He will not crush the weakest reed
or put out a flickering candle.
-Isaiah

Monday, January 11, 2010

Family Rules

Family Rules

My twelfth birthday was coming up and I'd never had a birthday party.
A half year into my freshman year, I was fence sitting between the fast girls
with the biker boyfriends, teased hair and heavy war paint, and the
artsy Bohemian crowd.
I wanted to invite about 10 kids, see if we can all hit it off. I had
some baby sitting money and hoped
for a supplement and a ride to the market.
My old man was the paragon of rule breakers. After a few Buds and a shot
of Jack Daniel's, he'd balance beer cans to the ceiling and all the
patripsycho rules
would come tumbling down.
One day his dinner isn't hot enough, "Kiss the pan, Ruthie!"
Or he's hollering for quiet while Cronkite's on the tube.
Another day he drives a go cart through the living room.
One day he stalks an offensive driver, sometimes for miles. We'd end
up in Belmont! There were fist fights! Another day,
he'll play the drawing game for hours on the old wooden table, invite
the neighborhood ne'er do well over for a cold one,
eat lit cigarettes and tell dirty jokes, no bed time, and all the free
beer you can sneak. He'd inhale his neglected dinner at 3 AM,
or drag Ruthie out of bed to fix something.
I wait till the old man is engulfed in his smoky cloud of Ella and Satchmo,
about 3 beers in.
We'd haul out stolen pads of drafting paper from his government job as
a layout artist,
before digital put the hand lettered sign trade out of business.
We pulled out the Eberhard and Faber 6325 ebony pencil.
We drew plans for a party stage setting. Caricatures and sketches of
the whole bunch. A list of yummy snacks with letters all decorated
like birthday cakes.
We planned and drew till the morning dinner bell rang.
I caught up with him the next night after Walter, filling in his man
chair. My greedy arms over flow with drawings and plans and lists.
"Hey dad, remember you said we
could go shopping for my birthday party tonight?"
"We're not doing anything for your birthday.” He grunted, as he
turned up the volume.



Friday, January 1, 2010

Thumbs Up

Were you shown how you got here, or how to get out alive?
They say the memory of you is wiped from the earth in one generation. 40 years.
No one who knows you now will be alive 40 years after your death.
Unless you leave words behind. Or an Opus of some sort.
Or you discover something that other people want. One shot to do what you came here to do.
A buddy sent me a link to
.http://www.sawstop.com/
The technology is genius. It's a breakthrough safety device that uses an electric brake
detecting your signal (or the hot dog they use in the demonstration) and immediately
stops before anyone's thumb goes flyin off! It is to the table saw that airbags are to cars.
Wish Otis told me to buy stock in this one.
Anyway, after lopping off my own thumb a while back, it perked my interest.
This is an incredible invention! That guy will be known beyond his 40 year allotment!
I say to myself.
Although, the only way to determine it's impact on thumb ejections,
is by the decline of the ones that don't happen. Huh?

» Entries shown:
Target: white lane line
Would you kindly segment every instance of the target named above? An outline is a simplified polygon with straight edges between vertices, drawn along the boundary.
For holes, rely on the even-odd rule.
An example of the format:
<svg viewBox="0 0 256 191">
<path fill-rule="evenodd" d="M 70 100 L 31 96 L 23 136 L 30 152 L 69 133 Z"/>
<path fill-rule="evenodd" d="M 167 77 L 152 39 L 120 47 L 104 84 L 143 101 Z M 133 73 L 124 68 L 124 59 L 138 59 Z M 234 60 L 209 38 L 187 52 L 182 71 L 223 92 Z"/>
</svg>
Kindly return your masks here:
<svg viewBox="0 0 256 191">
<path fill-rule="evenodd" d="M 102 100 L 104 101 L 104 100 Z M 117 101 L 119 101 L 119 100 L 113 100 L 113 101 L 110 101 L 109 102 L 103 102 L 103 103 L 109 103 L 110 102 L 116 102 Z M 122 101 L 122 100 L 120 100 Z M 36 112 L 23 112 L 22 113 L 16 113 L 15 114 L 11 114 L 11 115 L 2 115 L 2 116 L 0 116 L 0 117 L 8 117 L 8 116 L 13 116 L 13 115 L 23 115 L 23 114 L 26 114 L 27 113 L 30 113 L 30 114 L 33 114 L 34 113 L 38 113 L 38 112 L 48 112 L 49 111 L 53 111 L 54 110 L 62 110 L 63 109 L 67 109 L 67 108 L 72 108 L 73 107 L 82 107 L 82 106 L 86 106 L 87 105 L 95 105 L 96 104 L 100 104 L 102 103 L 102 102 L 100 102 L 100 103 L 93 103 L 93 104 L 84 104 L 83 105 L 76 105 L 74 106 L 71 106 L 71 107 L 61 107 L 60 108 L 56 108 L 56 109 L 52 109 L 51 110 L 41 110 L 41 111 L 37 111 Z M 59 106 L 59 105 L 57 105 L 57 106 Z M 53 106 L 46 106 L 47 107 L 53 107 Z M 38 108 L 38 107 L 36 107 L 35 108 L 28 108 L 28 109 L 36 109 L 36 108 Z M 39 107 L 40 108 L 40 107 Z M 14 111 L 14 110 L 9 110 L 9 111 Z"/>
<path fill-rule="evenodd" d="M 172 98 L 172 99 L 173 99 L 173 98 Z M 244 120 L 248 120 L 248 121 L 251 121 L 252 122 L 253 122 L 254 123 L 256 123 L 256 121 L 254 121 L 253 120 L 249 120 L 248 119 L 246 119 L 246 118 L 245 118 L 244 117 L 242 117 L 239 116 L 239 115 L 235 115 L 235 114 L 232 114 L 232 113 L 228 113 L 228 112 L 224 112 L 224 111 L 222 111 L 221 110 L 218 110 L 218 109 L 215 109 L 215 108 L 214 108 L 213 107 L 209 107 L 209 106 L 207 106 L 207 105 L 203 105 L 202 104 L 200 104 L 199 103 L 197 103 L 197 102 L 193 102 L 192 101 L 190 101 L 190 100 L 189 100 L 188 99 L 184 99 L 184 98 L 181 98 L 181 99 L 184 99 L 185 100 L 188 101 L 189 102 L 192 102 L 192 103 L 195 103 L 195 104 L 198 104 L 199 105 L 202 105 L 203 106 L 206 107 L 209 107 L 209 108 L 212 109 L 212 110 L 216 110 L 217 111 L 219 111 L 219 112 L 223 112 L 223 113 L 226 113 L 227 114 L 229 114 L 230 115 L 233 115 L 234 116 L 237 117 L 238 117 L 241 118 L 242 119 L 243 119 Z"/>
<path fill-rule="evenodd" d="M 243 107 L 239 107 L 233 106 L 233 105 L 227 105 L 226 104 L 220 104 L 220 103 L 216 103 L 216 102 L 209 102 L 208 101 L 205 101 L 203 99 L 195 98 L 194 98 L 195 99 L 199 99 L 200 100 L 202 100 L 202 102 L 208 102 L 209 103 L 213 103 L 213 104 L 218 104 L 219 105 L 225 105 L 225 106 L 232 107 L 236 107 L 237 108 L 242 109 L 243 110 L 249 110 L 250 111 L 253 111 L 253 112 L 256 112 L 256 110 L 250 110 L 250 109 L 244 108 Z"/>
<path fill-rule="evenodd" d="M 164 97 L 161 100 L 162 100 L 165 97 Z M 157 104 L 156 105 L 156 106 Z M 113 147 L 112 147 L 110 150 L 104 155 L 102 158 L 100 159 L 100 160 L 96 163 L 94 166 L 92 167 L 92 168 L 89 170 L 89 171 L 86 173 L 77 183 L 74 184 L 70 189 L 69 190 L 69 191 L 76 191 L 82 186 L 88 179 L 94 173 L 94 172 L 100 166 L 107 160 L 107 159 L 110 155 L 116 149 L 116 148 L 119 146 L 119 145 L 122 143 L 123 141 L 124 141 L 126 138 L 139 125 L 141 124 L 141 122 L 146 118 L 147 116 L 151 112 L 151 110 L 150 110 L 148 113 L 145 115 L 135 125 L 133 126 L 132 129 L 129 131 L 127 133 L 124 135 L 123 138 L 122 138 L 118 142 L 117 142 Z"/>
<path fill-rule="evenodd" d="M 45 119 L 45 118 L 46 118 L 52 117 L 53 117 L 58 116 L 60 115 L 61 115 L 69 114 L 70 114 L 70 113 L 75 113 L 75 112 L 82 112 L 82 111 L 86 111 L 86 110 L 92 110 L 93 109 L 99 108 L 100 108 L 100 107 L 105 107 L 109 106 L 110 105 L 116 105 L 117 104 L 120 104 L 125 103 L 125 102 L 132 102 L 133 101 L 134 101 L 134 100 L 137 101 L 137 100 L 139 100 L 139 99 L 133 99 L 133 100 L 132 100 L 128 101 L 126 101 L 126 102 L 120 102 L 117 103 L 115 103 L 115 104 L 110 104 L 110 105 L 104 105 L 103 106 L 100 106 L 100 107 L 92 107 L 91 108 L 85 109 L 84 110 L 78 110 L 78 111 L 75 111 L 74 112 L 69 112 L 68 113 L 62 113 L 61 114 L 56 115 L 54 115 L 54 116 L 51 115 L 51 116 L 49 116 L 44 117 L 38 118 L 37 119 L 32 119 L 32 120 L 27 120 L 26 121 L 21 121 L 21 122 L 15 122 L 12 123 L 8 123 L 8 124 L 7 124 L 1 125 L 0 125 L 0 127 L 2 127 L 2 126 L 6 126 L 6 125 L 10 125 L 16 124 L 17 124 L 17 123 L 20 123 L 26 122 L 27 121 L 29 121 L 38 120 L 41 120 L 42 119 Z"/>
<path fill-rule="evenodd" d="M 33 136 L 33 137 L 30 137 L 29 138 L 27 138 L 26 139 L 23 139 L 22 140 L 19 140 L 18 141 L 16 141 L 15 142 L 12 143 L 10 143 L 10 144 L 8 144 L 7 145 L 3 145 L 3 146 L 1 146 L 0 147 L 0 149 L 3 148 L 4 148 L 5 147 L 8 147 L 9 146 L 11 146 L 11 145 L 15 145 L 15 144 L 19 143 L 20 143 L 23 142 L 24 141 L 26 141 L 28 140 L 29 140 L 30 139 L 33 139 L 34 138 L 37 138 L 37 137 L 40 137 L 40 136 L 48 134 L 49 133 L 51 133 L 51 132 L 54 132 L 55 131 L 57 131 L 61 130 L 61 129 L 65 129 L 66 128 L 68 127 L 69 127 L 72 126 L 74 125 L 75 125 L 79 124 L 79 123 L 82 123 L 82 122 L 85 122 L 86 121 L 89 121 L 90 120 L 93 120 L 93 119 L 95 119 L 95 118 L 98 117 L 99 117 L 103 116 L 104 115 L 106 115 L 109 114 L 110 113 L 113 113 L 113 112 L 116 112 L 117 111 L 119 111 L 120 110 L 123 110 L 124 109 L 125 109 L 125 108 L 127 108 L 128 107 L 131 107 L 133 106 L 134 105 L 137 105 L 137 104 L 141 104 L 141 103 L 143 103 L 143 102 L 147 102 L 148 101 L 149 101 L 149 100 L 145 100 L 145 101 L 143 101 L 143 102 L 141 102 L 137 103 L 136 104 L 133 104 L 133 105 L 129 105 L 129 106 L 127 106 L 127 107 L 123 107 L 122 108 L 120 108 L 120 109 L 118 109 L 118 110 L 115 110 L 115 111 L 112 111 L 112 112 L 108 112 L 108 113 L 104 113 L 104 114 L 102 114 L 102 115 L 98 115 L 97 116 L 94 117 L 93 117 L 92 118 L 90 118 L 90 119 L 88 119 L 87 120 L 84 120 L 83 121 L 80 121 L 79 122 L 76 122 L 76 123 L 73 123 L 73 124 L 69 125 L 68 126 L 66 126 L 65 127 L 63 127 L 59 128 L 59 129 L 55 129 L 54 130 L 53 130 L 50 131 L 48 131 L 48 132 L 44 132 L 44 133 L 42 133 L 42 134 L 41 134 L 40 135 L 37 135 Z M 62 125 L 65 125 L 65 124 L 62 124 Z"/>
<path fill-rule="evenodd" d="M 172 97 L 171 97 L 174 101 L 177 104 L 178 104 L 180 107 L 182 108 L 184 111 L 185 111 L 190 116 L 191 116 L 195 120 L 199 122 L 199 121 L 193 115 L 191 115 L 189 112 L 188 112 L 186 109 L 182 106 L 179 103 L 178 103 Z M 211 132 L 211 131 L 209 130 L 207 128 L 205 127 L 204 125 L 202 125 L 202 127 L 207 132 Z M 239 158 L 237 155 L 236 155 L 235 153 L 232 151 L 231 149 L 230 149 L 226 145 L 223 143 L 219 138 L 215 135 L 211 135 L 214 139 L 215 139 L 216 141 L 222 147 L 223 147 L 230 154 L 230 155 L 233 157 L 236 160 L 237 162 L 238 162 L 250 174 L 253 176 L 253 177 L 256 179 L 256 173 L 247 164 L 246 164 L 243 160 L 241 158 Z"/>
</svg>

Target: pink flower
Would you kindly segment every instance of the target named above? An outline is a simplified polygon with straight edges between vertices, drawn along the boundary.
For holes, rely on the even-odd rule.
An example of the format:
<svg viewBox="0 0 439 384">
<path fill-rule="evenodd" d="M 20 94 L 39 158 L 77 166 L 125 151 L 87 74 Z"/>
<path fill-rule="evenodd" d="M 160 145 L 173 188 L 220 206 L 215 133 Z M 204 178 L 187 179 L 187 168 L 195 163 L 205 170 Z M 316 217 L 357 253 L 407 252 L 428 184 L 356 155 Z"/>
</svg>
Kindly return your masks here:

» The problem: Copy word for word the portion of the blog entries above, starting with "They say the" and going on through "perked my interest.".

» Result:
They say the memory of you is wiped from the earth in one generation. 40 years.
No one who knows you now will be alive 40 years after your death.
Unless you leave words behind. Or an Opus of some sort.
Or you discover something that other people want. One shot to do what you came here to do.
A buddy sent me a link to
.http://www.sawstop.com/
The technology is genius. It's a breakthrough safety device that uses an electric brake
detecting your signal (or the hot dog they use in the demonstration) and immediately
stops before anyone's thumb goes flyin off! It is to the table saw that airbags are to cars.
Wish Otis told me to buy stock in this one.
Anyway, after lopping off my own thumb a while back, it perked my interest.